Given instruction →
Identify every line in the records below that contains the word "pediment", and copy each of those lines in full.

Items in a dataset
────────

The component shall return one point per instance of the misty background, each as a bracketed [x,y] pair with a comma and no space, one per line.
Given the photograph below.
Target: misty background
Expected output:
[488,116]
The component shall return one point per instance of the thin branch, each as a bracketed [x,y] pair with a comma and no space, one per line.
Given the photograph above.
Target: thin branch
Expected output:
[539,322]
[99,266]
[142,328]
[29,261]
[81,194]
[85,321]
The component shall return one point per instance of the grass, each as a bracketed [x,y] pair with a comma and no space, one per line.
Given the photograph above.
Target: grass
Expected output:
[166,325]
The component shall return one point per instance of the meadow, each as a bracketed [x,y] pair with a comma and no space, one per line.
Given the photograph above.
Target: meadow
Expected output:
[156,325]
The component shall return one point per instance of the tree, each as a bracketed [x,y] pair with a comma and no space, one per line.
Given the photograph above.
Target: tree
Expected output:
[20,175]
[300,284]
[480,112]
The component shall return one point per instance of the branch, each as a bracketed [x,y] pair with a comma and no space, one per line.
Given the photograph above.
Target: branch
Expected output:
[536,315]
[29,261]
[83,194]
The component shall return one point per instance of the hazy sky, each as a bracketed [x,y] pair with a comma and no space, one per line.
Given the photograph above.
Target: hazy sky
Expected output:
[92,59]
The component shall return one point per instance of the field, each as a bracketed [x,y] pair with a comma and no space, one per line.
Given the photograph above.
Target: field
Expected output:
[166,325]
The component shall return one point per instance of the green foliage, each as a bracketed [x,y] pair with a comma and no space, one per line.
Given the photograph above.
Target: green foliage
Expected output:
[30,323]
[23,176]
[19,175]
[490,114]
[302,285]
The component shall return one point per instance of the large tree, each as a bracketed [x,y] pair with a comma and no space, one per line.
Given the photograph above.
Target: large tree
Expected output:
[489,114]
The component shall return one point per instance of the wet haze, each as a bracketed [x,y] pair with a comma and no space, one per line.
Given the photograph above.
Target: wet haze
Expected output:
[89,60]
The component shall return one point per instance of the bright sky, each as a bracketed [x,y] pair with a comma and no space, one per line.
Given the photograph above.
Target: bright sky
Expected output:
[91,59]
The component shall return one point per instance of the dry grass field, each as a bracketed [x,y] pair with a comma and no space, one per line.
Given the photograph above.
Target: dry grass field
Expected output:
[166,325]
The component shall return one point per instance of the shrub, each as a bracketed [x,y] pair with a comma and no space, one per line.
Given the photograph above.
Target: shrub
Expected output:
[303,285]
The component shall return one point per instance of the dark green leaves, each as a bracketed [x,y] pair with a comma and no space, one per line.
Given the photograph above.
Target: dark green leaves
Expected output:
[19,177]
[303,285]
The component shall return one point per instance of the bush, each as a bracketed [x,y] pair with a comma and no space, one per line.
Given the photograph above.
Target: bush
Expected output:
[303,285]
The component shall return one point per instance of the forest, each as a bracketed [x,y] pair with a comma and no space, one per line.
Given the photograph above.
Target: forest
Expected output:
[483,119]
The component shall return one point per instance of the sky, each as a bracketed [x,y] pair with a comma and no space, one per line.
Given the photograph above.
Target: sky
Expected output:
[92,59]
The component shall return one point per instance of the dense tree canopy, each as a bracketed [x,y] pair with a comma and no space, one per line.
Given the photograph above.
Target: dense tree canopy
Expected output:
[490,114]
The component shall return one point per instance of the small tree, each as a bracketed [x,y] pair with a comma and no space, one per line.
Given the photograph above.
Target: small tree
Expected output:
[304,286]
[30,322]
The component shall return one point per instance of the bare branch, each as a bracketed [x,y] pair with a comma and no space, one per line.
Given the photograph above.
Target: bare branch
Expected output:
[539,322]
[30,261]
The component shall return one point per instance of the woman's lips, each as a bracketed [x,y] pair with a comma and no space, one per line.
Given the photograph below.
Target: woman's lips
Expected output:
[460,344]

────────

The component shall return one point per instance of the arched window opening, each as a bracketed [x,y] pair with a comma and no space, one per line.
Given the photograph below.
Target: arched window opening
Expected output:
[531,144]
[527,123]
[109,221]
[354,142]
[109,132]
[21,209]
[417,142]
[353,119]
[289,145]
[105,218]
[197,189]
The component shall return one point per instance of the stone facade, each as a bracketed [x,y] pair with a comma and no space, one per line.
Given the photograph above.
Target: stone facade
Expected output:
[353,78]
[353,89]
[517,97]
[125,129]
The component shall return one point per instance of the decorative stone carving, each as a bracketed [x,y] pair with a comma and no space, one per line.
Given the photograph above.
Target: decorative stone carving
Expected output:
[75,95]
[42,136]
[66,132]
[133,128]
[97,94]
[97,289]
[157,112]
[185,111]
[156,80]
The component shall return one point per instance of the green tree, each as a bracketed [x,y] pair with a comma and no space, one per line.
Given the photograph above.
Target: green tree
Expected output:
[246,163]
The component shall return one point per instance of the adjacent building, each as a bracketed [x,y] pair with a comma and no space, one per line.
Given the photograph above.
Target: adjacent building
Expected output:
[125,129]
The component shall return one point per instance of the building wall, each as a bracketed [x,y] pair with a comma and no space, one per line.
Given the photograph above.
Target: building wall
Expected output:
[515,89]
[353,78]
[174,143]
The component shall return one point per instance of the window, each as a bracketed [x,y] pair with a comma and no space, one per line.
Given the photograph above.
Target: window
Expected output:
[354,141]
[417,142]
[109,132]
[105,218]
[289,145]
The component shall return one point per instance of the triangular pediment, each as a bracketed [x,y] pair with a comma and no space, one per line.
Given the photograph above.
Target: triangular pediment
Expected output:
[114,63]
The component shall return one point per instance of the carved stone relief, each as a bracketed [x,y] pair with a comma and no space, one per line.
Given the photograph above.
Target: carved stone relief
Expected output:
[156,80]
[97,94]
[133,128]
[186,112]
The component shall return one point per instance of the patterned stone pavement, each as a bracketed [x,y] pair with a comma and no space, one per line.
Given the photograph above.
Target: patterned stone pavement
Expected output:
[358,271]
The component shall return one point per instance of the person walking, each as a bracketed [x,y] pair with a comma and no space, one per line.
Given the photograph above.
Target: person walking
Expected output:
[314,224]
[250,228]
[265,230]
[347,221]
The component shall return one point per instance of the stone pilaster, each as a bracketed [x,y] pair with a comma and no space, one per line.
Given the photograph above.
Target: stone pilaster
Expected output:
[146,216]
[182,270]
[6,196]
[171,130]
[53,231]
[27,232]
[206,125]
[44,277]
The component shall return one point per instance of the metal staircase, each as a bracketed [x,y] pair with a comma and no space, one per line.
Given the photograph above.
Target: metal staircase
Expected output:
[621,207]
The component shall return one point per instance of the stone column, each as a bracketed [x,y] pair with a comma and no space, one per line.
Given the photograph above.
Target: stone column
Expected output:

────────

Task response →
The component shall return one point per instance of the triangular pediment, each as a bracketed [x,y] pair with a comma and no space, one per line.
Target: triangular pediment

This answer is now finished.